Copy the rows word for word, from the very first line through the line containing "[(486, 393), (390, 383)]", including both ends. Leave the pictures out.
---
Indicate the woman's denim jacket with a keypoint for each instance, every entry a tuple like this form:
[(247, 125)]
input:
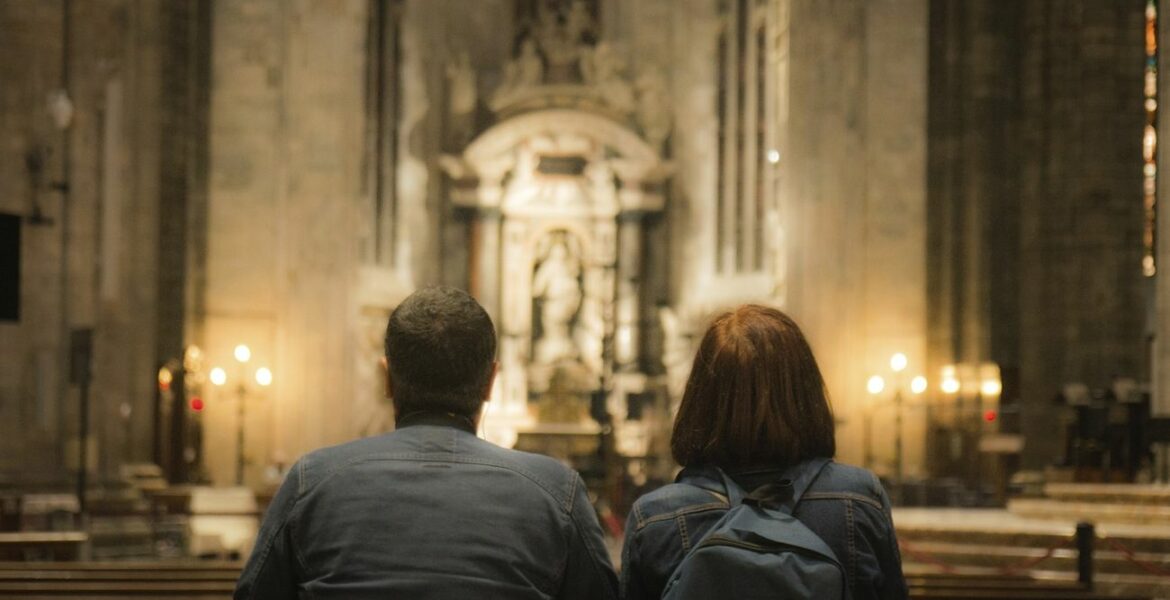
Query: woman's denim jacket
[(845, 505)]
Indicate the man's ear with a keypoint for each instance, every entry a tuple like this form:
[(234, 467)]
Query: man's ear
[(486, 393), (390, 383)]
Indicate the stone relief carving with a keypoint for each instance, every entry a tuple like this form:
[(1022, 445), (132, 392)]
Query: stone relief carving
[(562, 50), (603, 68)]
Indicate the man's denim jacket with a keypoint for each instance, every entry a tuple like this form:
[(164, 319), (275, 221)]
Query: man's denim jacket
[(845, 505), (428, 511)]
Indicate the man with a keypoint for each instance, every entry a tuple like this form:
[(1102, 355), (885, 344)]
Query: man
[(429, 510)]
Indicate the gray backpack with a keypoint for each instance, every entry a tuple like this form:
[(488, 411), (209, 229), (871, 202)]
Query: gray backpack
[(759, 550)]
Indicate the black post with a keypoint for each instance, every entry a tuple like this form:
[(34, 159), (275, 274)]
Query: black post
[(81, 350), (1086, 535)]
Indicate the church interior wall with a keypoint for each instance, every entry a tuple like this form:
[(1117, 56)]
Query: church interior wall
[(1017, 241), (1034, 225), (103, 192), (855, 198)]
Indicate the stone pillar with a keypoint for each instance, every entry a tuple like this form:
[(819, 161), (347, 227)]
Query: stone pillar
[(630, 273), (1160, 400), (857, 252), (486, 257)]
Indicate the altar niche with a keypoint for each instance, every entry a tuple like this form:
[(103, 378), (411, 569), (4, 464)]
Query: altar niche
[(556, 200)]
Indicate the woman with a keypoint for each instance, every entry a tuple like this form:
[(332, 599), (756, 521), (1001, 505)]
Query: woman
[(756, 407)]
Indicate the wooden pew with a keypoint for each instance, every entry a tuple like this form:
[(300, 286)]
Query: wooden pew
[(53, 545), (107, 580), (1000, 587)]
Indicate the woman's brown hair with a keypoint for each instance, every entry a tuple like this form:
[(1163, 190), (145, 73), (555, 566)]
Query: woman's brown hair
[(755, 395)]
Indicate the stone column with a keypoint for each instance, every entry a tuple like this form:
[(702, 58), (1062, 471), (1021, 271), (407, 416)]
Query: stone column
[(630, 271), (486, 260), (1160, 400)]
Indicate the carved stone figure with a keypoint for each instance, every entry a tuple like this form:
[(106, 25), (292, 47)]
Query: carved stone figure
[(461, 98), (558, 285), (653, 110), (603, 68), (461, 77), (676, 352)]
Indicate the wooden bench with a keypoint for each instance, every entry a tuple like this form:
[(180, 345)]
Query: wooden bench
[(41, 545), (1000, 587), (105, 580)]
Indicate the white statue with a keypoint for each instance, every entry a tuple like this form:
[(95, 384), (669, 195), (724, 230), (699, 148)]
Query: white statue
[(461, 98), (676, 352), (558, 287), (653, 110), (461, 77)]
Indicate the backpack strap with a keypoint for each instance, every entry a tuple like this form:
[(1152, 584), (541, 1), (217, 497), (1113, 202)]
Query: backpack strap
[(787, 491), (785, 494), (803, 476)]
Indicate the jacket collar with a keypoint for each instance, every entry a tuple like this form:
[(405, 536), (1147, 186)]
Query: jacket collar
[(436, 418)]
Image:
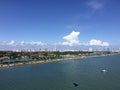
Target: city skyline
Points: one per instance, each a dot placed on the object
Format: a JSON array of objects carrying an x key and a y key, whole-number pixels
[{"x": 59, "y": 23}]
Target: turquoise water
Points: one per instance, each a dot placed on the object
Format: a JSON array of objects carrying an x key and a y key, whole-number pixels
[{"x": 61, "y": 75}]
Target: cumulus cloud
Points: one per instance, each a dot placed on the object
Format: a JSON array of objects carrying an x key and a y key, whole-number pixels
[
  {"x": 71, "y": 39},
  {"x": 95, "y": 5},
  {"x": 98, "y": 43}
]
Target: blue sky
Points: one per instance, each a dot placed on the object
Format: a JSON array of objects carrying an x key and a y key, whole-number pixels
[{"x": 83, "y": 22}]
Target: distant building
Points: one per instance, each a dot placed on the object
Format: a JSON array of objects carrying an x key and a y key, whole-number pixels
[{"x": 90, "y": 49}]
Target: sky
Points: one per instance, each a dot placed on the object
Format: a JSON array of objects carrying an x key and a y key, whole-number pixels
[{"x": 44, "y": 23}]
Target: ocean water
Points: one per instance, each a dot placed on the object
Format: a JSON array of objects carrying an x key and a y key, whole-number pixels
[{"x": 61, "y": 75}]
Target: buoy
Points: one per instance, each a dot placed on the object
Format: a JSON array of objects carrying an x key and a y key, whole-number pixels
[
  {"x": 75, "y": 84},
  {"x": 104, "y": 70}
]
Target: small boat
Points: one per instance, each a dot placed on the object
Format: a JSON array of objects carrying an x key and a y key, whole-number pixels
[
  {"x": 75, "y": 84},
  {"x": 104, "y": 70}
]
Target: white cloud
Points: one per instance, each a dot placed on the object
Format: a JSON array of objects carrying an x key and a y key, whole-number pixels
[
  {"x": 36, "y": 43},
  {"x": 98, "y": 43},
  {"x": 95, "y": 5},
  {"x": 11, "y": 42},
  {"x": 71, "y": 39}
]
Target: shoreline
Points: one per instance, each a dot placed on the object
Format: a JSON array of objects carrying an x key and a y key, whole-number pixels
[{"x": 47, "y": 61}]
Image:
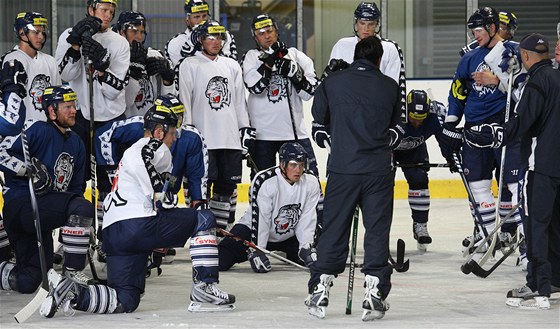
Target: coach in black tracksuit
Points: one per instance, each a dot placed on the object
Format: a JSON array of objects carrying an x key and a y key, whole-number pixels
[
  {"x": 537, "y": 124},
  {"x": 360, "y": 104}
]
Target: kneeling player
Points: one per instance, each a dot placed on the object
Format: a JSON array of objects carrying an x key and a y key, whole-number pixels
[
  {"x": 282, "y": 214},
  {"x": 134, "y": 225}
]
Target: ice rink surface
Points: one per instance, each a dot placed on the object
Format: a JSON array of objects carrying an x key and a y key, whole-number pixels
[{"x": 434, "y": 293}]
---
→ Solution:
Indicate the woman's denim jacket with a keypoint for each instance, every entry a tuple like this form:
[(247, 125)]
input:
Query: woman's denim jacket
[(845, 505)]
Indicate the man's ear with a keypoint for each instance, every entry a tuple like this form:
[(234, 467)]
Query: man's ear
[(486, 393), (390, 383)]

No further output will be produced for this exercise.